── RECORDS SHOWN

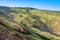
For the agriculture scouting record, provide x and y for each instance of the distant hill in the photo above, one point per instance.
(25, 23)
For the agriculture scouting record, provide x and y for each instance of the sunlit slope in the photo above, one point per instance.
(31, 21)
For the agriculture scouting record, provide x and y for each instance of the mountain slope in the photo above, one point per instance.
(29, 23)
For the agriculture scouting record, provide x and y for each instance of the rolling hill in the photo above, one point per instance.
(25, 23)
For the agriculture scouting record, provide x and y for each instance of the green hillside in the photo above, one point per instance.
(19, 23)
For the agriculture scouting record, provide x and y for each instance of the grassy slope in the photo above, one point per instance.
(34, 21)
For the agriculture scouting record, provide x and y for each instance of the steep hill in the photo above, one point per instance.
(18, 23)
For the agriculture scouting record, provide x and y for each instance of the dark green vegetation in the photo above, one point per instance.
(18, 23)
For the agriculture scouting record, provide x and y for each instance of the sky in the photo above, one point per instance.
(40, 4)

────

YOUR INSTRUCTIONS
Rewrite every line of the listing above, replacing "agriculture scouting record" with "crop survey log" and keeping all else unchanged. Omit the pictures from your version.

CORRECT RESULT
For the crop survey log, provide x and y for each instance of the distant hill in the photo above, one point per instance.
(25, 23)
For the crop survey log, provide x and y for each instance of the sunlit slope in the photo above, one point per instance.
(31, 21)
For the crop survey log, provide x and y for each instance of the mountain slope in the photo above, one point per instance.
(29, 23)
For the crop survey log, provide x and y for each instance of the rolling hill in the photo above, one point per instance.
(25, 23)
For the crop survey log, provide x and y for each instance of the green hillside in the photo above, one point per instance.
(19, 23)
For the crop survey log, provide x and y for each instance of the grassy slope in the photo above, one point per instance.
(34, 21)
For the crop survey log, provide x and y for each instance of the steep hill in the photo above, one point per instance.
(18, 23)
For the crop survey log, provide x and y for each instance of the dark green vegetation in the photo above, one point per instance.
(18, 23)
For the crop survey log, provide x and y for each instance of the sky in the photo above, one point per instance.
(40, 4)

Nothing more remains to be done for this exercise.